▶ [What is expected]:
The lines to print are the one containing "Where can you see the roof" and every line after it through the end of the entries below. Print them exactly and nothing else.

▶ [Available data]:
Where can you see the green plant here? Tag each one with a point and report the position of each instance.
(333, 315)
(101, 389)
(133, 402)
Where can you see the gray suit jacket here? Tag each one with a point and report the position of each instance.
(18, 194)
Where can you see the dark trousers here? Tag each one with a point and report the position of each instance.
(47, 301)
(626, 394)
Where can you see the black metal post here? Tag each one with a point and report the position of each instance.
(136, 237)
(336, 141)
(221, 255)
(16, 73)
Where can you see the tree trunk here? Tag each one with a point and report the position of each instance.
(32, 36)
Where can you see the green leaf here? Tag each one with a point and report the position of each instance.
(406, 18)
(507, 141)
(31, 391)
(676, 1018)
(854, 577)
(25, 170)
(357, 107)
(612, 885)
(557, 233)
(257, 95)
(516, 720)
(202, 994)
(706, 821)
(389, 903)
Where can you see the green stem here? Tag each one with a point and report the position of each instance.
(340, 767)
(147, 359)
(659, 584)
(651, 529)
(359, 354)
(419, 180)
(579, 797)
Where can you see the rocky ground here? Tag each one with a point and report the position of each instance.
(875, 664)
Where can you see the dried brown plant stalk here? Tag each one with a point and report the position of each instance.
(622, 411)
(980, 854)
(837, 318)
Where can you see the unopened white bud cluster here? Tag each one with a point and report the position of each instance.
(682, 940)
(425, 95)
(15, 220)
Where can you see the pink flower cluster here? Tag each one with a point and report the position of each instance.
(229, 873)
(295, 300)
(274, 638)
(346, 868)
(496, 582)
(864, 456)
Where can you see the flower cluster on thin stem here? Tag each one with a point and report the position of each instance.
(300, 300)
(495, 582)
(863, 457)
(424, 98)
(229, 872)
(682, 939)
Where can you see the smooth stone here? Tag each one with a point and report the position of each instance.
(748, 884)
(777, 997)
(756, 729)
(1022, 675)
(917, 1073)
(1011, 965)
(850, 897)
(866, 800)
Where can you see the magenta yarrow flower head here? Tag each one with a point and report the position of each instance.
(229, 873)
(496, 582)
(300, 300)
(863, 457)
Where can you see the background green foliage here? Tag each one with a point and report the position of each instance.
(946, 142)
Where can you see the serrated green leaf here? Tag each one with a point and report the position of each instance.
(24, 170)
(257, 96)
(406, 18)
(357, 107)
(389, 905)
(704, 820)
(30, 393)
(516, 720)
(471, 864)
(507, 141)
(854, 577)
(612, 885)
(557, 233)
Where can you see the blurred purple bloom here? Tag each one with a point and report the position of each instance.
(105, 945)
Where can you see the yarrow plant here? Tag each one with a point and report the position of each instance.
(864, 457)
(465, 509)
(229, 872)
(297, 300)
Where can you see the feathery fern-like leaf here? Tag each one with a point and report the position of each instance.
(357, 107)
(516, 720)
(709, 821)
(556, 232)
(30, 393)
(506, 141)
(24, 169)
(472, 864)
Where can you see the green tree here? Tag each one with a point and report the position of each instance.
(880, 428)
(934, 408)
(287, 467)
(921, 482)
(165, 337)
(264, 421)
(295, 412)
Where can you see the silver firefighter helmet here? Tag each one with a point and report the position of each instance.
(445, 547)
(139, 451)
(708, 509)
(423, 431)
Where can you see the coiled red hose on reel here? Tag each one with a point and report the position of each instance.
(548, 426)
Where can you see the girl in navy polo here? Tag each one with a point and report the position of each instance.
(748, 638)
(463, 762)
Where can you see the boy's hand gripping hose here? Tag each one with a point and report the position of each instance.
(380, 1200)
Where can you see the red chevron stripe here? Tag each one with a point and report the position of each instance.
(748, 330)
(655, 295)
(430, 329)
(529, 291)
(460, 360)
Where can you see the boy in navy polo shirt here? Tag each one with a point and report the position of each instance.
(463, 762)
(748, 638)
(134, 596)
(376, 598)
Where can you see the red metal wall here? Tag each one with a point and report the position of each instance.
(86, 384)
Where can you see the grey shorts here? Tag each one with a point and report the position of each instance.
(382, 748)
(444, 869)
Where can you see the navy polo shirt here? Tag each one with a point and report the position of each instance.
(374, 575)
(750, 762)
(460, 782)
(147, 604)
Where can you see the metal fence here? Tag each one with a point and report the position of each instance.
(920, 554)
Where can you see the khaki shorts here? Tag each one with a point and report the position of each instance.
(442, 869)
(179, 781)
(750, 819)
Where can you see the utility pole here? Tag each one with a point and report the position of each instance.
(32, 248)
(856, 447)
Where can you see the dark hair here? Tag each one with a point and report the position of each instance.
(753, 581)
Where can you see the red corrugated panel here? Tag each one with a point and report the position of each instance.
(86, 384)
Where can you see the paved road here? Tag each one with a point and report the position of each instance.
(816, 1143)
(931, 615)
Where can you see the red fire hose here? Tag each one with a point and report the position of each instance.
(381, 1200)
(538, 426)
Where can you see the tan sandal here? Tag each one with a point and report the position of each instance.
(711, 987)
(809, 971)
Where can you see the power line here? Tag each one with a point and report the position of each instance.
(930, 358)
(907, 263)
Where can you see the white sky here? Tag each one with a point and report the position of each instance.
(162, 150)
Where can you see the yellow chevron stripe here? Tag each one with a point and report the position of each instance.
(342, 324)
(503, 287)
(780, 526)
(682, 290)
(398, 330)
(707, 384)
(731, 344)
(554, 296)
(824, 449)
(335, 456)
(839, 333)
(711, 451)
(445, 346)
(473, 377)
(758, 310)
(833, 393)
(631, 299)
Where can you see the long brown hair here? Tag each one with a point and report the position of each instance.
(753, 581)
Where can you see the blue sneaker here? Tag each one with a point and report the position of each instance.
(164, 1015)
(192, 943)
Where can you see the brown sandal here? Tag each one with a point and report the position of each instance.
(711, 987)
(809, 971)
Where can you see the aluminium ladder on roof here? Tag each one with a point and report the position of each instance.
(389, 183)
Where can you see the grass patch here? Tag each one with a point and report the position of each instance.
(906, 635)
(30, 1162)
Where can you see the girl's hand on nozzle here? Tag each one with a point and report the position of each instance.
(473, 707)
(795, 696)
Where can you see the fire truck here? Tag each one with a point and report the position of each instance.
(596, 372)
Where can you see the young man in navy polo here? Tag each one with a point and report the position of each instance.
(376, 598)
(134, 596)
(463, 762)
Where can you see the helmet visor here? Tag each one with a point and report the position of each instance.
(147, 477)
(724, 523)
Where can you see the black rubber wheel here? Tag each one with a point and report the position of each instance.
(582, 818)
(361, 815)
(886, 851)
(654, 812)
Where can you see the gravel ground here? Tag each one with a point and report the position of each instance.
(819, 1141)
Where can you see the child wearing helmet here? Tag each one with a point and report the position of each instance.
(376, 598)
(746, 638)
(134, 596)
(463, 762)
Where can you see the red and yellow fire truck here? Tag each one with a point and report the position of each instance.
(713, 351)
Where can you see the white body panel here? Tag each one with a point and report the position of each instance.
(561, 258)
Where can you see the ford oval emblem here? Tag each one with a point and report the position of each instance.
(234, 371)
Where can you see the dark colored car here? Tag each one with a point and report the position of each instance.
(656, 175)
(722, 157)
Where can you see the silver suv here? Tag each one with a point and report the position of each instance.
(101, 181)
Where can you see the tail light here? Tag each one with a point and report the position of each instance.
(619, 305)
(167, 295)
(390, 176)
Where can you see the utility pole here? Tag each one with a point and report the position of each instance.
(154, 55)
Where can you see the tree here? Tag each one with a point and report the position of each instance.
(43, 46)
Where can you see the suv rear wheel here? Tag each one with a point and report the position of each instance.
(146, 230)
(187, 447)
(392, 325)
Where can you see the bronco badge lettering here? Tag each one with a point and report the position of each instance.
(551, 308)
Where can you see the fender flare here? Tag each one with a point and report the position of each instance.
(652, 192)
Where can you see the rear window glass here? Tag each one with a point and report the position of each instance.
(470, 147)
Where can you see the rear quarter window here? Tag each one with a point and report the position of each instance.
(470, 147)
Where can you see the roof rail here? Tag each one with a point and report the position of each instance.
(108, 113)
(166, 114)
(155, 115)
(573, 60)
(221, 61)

▶ [Task solution]:
Where can you see the roof rail here? Tag each one with a point and report the position of each instance.
(108, 113)
(166, 114)
(155, 115)
(573, 60)
(221, 61)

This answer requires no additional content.